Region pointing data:

#####

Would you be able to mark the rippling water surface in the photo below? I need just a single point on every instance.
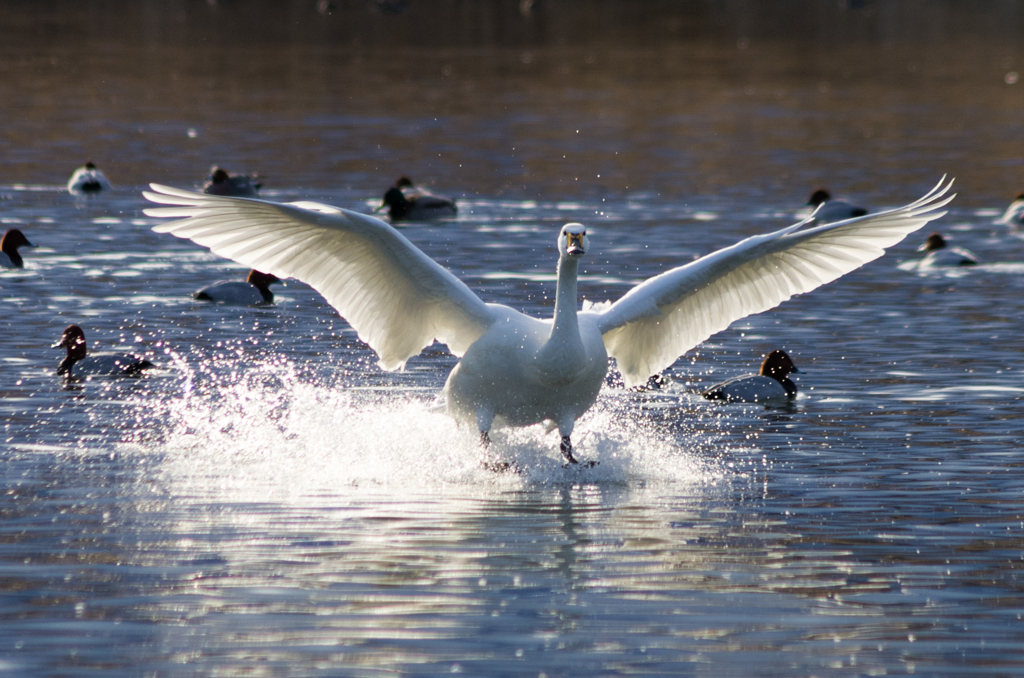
(268, 502)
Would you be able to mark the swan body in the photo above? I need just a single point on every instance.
(255, 290)
(77, 364)
(939, 254)
(771, 385)
(221, 183)
(9, 244)
(87, 179)
(827, 210)
(515, 369)
(406, 202)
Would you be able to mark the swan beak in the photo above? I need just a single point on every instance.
(573, 244)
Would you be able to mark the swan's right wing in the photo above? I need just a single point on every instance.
(397, 298)
(665, 316)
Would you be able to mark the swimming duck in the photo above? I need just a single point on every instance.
(221, 183)
(77, 364)
(517, 370)
(87, 179)
(827, 210)
(9, 256)
(1014, 216)
(939, 254)
(772, 384)
(253, 291)
(406, 202)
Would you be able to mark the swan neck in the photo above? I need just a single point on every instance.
(565, 297)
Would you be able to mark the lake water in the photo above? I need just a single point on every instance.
(269, 503)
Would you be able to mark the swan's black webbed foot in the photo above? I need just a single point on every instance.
(567, 450)
(572, 461)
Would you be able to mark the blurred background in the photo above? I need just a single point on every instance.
(519, 98)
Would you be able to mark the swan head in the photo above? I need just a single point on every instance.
(572, 241)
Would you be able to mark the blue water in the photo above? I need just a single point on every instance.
(269, 502)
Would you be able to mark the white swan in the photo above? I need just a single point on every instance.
(515, 369)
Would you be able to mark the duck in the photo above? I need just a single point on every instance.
(77, 364)
(87, 179)
(939, 254)
(827, 210)
(221, 183)
(770, 385)
(407, 202)
(1014, 216)
(9, 256)
(516, 370)
(255, 290)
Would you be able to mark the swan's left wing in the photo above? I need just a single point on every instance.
(663, 318)
(395, 297)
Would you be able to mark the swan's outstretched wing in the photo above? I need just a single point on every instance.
(663, 318)
(396, 297)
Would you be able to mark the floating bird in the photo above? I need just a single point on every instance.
(827, 210)
(517, 370)
(407, 202)
(87, 179)
(1014, 216)
(771, 385)
(240, 185)
(77, 364)
(939, 254)
(9, 256)
(253, 291)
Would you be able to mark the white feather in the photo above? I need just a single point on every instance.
(396, 298)
(667, 315)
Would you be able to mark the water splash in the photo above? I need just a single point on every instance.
(268, 430)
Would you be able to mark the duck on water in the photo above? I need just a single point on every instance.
(9, 244)
(517, 370)
(770, 385)
(407, 202)
(77, 364)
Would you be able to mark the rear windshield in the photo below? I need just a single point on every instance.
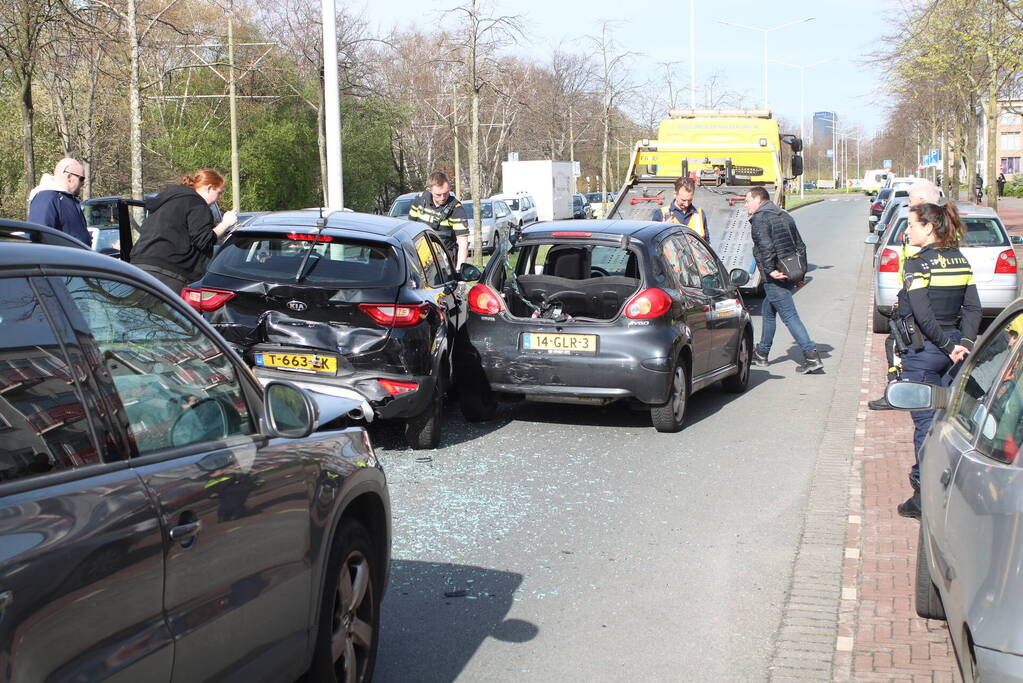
(488, 210)
(979, 232)
(277, 258)
(400, 208)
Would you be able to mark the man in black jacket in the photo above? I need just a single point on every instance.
(774, 236)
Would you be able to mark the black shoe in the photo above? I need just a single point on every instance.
(880, 404)
(910, 508)
(811, 362)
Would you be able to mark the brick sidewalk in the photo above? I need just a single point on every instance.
(880, 637)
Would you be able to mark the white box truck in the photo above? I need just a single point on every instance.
(550, 183)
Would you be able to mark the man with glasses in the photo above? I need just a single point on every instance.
(54, 202)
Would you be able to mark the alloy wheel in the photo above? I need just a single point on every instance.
(352, 631)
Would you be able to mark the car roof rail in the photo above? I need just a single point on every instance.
(40, 234)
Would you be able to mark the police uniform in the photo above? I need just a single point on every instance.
(449, 219)
(940, 297)
(693, 218)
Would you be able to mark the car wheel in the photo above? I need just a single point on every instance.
(880, 320)
(477, 401)
(738, 382)
(349, 624)
(669, 417)
(424, 430)
(928, 601)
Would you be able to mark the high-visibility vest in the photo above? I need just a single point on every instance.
(696, 223)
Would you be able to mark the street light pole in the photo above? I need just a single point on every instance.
(802, 105)
(765, 32)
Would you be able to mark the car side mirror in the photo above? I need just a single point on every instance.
(916, 396)
(739, 276)
(469, 273)
(288, 411)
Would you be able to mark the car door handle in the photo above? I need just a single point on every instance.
(182, 533)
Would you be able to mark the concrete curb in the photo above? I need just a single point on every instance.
(808, 635)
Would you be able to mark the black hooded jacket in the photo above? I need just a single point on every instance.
(774, 235)
(177, 235)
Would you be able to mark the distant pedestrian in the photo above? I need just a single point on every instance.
(54, 201)
(938, 313)
(441, 211)
(681, 210)
(775, 237)
(176, 241)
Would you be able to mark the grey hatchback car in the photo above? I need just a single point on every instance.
(163, 516)
(970, 554)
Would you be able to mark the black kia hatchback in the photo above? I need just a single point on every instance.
(354, 305)
(622, 310)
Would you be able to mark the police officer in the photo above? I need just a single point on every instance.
(681, 210)
(438, 209)
(938, 313)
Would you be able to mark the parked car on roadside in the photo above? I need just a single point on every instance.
(986, 245)
(523, 208)
(969, 555)
(498, 222)
(627, 311)
(162, 514)
(358, 306)
(580, 207)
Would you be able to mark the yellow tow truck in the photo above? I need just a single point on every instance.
(725, 151)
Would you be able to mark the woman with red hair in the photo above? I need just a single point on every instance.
(176, 241)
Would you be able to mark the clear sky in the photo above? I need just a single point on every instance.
(845, 32)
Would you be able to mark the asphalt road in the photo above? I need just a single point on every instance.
(578, 544)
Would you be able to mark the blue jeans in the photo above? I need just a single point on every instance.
(777, 299)
(929, 366)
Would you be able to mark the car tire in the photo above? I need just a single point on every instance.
(880, 320)
(738, 382)
(349, 608)
(928, 600)
(424, 430)
(670, 416)
(477, 401)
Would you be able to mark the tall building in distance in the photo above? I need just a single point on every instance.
(824, 125)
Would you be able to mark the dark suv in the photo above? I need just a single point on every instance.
(623, 310)
(354, 305)
(161, 513)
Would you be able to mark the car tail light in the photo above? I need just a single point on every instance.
(889, 262)
(1006, 263)
(483, 299)
(651, 303)
(395, 316)
(395, 388)
(206, 300)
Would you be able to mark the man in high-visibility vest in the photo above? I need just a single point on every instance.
(681, 210)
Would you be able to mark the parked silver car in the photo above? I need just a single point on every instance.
(987, 246)
(522, 206)
(497, 221)
(970, 552)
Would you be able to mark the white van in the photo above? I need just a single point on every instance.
(875, 179)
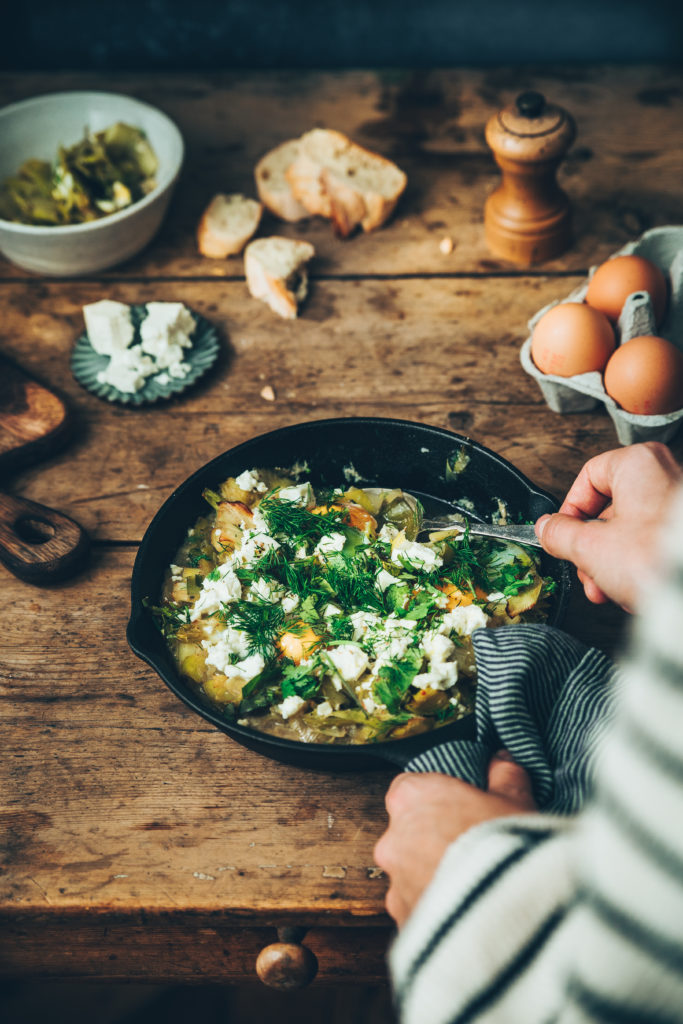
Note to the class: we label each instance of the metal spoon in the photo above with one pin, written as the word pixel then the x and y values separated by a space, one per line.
pixel 519 534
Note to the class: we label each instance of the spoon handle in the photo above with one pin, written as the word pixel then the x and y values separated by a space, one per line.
pixel 518 534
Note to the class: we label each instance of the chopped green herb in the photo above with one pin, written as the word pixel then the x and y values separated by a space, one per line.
pixel 394 680
pixel 260 621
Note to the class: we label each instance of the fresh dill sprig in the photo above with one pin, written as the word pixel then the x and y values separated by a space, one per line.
pixel 261 622
pixel 296 522
pixel 353 582
pixel 168 617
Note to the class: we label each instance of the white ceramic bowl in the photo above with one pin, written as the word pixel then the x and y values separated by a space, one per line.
pixel 36 128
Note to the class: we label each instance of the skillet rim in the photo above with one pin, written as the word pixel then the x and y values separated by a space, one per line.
pixel 143 638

#####

_DESCRIPTION OF THE TASK:_
Nothing but the lines from the one with "Note to the class: we label each instance of the fresh" through the last line of the data should appear; print them exactly.

_SOLUTION TO THE PROBLEM:_
Note to the class: we label each instance of the fresh dill sprig in the photo above with one pin, written as the word pixel then the x and y values separated by a space, one per line.
pixel 261 622
pixel 296 522
pixel 353 582
pixel 168 617
Note to the class: we label each instance of the white ceramic bowl in the photo above with one pin, written as the word pixel then the x and y values separated by a space, one per line.
pixel 36 128
Note to the class: we label each instance of the skillet rim in the photo above with one pin, written as the word pixel then the x and y values separated by a space, one per line.
pixel 143 638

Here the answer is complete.